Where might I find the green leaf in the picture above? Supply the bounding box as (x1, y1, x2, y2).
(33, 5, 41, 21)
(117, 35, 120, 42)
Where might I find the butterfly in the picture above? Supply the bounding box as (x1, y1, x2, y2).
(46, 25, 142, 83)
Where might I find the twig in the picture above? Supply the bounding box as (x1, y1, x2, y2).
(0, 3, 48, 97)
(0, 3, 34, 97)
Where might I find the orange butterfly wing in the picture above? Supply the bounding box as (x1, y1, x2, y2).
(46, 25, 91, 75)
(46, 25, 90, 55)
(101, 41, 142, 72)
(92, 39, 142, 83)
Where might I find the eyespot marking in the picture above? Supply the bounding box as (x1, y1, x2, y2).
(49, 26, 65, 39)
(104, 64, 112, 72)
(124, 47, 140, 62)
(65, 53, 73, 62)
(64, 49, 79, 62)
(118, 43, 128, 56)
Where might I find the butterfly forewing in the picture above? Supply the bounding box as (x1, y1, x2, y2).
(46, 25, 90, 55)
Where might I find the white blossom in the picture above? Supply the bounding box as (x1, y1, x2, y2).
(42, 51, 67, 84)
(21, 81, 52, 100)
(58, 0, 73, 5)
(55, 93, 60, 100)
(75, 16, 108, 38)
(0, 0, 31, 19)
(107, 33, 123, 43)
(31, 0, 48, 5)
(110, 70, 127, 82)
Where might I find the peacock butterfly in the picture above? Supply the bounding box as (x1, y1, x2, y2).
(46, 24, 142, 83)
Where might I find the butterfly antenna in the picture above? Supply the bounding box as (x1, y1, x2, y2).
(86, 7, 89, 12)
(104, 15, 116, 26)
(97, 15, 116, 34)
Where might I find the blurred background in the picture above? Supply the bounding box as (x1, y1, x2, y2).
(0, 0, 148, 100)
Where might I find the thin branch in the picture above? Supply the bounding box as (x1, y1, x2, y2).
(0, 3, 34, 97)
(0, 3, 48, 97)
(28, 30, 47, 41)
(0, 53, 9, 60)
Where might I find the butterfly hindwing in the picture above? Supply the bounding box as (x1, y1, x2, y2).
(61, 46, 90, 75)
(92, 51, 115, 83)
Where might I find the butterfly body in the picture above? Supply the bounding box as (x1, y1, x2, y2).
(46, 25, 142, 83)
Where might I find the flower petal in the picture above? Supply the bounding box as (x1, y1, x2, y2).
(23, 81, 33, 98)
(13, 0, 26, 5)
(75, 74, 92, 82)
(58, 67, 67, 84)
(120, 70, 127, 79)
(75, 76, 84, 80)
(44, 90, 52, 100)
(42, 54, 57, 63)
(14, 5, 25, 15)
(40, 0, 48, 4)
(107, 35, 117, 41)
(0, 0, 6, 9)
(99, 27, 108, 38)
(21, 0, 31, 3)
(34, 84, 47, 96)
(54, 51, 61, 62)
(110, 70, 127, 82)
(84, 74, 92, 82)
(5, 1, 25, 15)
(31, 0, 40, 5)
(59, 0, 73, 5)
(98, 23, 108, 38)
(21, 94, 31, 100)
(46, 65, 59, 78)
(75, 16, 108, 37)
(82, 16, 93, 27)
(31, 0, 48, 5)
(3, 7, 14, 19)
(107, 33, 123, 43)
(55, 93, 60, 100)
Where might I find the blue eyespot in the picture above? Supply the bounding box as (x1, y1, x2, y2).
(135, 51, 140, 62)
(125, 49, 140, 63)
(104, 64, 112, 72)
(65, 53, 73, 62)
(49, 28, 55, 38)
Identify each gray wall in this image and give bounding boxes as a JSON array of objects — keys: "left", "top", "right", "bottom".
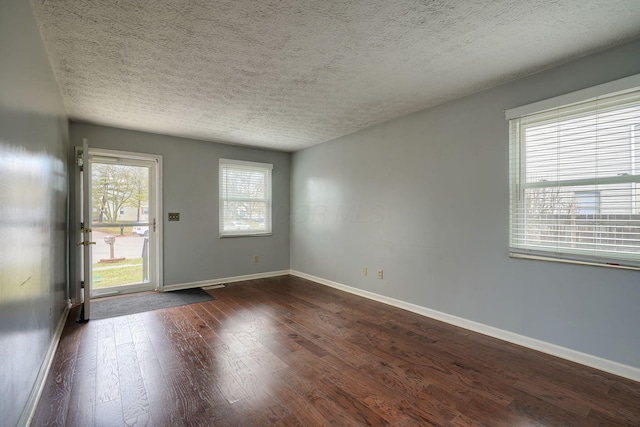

Brief
Please print exactly the lines running from the line with "Where might I find the peacock" through the final line of the material, and nothing more. Keep pictures out.

Result
Where might I find the peacock butterfly in the picture above? Supply the bounding box as (x1, y1, x2, y2).
(46, 24, 142, 83)
Where might I find the butterfly antenna in the picture above? Supply the bounding box as (x1, y1, x2, y2).
(86, 7, 89, 12)
(104, 15, 116, 26)
(97, 15, 116, 34)
Where might I find the blurred background in the picture above? Supply the bounding box as (x1, y1, x2, y2).
(0, 0, 148, 100)
Where might I find the thin branch in the picture above? Supply the bounding box as (x1, y1, x2, y2).
(0, 3, 34, 97)
(0, 3, 48, 97)
(28, 30, 47, 41)
(0, 53, 9, 60)
Where might I find the butterfly hindwing in the picture above? Supply the bounding box as (x1, y1, x2, y2).
(61, 46, 90, 75)
(92, 51, 115, 83)
Where might I find the butterfly body in the picture above? Supply the bounding box as (x1, y1, x2, y2).
(46, 25, 142, 83)
Where might I find the flower petal in the picture above? Supply the bounding box as (x1, y1, x2, y2).
(23, 81, 33, 98)
(13, 0, 26, 5)
(75, 74, 92, 82)
(58, 67, 67, 84)
(120, 70, 127, 79)
(75, 76, 84, 80)
(44, 90, 52, 100)
(42, 54, 57, 63)
(14, 5, 25, 15)
(40, 0, 48, 4)
(107, 35, 117, 41)
(0, 0, 6, 9)
(99, 27, 108, 38)
(21, 0, 31, 3)
(34, 84, 47, 96)
(54, 51, 61, 62)
(110, 70, 127, 82)
(84, 74, 92, 82)
(5, 1, 25, 15)
(31, 0, 40, 5)
(59, 0, 73, 5)
(98, 23, 108, 38)
(21, 94, 31, 100)
(46, 65, 59, 78)
(75, 16, 108, 37)
(82, 16, 93, 27)
(31, 0, 48, 5)
(3, 7, 14, 19)
(107, 33, 123, 43)
(55, 93, 60, 100)
Where might I find the blue eyespot in the picture above? Supply the bounding box as (x1, y1, x2, y2).
(135, 51, 140, 62)
(125, 49, 140, 63)
(104, 64, 112, 72)
(65, 53, 73, 62)
(49, 28, 55, 38)
Identify each gray wall in this image and give bounding boxes as a JSON array of objects — keys: "left", "top", "right", "bottom".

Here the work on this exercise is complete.